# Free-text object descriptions
[Start of Attachment]

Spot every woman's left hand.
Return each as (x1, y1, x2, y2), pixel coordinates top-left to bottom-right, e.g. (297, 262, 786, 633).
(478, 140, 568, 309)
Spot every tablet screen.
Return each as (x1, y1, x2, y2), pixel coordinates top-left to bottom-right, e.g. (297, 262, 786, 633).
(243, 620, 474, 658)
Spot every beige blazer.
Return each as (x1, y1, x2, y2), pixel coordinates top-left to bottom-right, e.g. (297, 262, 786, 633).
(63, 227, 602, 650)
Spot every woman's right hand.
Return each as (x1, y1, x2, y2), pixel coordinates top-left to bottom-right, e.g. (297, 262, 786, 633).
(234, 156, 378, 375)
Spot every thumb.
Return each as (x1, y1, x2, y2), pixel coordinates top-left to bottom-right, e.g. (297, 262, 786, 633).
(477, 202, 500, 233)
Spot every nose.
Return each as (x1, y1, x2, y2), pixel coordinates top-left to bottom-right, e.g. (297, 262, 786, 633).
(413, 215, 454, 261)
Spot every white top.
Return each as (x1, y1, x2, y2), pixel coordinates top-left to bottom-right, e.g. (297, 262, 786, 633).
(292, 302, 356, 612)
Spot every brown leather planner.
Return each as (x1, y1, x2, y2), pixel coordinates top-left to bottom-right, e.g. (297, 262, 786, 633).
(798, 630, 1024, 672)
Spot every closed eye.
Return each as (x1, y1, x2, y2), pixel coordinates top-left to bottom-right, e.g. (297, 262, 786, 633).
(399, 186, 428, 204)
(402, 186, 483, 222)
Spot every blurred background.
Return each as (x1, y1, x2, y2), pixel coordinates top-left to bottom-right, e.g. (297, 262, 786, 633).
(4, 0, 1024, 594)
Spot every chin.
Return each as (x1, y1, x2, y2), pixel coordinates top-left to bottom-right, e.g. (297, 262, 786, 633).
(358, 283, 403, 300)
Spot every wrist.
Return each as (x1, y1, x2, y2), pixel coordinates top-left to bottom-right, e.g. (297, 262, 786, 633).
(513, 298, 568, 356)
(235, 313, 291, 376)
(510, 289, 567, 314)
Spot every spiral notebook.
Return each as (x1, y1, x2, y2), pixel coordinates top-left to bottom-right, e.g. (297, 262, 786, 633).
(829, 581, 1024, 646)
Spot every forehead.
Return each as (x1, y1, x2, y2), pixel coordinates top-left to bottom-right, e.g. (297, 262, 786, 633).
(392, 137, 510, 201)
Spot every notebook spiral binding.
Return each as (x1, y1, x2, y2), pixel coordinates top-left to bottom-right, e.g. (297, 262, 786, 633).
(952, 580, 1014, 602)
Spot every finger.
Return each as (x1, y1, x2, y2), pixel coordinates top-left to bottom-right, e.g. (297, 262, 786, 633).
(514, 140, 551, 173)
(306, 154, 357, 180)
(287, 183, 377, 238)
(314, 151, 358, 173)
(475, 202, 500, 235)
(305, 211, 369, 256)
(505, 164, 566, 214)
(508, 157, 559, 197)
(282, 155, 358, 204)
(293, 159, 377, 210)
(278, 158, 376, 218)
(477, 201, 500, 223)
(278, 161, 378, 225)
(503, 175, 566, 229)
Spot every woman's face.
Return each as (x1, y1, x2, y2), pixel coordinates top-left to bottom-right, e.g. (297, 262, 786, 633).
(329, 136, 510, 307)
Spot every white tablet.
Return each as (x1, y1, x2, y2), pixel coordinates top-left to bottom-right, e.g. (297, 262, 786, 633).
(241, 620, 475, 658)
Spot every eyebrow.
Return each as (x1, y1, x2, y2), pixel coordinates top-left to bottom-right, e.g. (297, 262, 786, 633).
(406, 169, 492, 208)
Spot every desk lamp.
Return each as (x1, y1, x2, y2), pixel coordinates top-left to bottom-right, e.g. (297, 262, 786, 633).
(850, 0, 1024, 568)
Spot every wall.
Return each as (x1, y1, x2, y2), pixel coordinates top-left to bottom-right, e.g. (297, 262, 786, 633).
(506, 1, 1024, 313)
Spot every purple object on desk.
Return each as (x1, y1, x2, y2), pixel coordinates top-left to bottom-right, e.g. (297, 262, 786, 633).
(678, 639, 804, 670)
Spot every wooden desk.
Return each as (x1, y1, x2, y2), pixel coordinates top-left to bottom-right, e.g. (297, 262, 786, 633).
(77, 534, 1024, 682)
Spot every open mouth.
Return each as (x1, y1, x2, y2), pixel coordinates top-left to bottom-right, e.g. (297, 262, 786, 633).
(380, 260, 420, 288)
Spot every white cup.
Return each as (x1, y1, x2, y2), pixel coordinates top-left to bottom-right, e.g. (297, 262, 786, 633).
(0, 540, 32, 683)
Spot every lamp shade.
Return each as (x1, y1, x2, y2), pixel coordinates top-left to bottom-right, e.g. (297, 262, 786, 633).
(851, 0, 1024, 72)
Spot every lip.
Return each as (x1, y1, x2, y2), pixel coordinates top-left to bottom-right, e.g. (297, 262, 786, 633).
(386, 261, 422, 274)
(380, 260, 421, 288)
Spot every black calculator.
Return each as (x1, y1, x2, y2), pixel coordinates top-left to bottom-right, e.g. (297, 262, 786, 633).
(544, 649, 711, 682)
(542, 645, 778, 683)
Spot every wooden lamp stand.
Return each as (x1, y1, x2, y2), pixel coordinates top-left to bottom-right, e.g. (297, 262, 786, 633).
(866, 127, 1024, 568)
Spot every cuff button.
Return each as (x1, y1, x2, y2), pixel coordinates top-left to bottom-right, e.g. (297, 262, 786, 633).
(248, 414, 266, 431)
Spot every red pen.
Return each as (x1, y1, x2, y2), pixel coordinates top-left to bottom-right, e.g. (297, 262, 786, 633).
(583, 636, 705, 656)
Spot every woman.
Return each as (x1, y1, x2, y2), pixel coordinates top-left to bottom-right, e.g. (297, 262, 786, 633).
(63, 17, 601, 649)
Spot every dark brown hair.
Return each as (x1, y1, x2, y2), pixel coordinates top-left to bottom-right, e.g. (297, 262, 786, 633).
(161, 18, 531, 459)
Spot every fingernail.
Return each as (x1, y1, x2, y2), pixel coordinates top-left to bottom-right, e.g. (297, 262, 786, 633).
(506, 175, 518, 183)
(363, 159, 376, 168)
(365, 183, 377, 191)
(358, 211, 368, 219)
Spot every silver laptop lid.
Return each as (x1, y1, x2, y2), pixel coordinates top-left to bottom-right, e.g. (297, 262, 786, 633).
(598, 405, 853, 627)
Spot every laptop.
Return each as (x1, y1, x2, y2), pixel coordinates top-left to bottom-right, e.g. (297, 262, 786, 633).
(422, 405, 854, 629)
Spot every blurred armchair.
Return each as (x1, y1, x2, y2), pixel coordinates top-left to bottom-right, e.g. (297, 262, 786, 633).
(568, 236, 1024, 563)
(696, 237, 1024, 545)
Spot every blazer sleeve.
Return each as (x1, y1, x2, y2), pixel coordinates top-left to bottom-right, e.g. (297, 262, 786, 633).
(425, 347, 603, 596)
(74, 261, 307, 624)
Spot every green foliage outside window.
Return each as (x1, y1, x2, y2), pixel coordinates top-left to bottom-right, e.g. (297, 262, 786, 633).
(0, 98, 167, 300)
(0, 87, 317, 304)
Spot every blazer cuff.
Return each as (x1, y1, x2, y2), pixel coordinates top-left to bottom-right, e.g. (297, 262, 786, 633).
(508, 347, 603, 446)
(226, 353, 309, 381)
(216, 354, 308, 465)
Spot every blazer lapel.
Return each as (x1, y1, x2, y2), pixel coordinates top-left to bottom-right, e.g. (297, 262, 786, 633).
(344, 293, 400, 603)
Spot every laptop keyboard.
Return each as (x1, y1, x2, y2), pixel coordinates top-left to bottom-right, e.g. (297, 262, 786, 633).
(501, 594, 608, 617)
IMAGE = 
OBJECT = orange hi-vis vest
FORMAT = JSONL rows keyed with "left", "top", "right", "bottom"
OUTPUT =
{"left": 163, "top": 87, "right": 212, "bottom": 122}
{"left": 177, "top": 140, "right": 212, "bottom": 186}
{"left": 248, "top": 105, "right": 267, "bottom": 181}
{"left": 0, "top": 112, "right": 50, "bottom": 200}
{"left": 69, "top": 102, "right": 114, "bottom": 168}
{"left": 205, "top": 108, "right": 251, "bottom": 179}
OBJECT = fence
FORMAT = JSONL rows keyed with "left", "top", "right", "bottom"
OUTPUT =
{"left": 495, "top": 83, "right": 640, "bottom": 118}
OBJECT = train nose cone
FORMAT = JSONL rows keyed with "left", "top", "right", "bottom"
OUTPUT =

[End of Attachment]

# WHAT THIS TASK INVOLVES
Given the records above, return exactly the lines starting at the line containing "Spot every fingernail." and ending at the line containing "Spot every laptop.", including both.

# WRITTEN REPLY
Spot every fingernail.
Return each as (x1, y1, x2, y2), pixel coordinates top-left to bottom-right, e.g. (297, 262, 786, 633).
(506, 175, 518, 183)
(363, 159, 376, 168)
(365, 183, 377, 191)
(358, 211, 368, 219)
Spot every silver laptop lid.
Return each as (x1, y1, x2, y2), pixel coordinates top-left to bottom-right, e.g. (297, 262, 786, 633).
(598, 405, 853, 627)
Spot every laptop.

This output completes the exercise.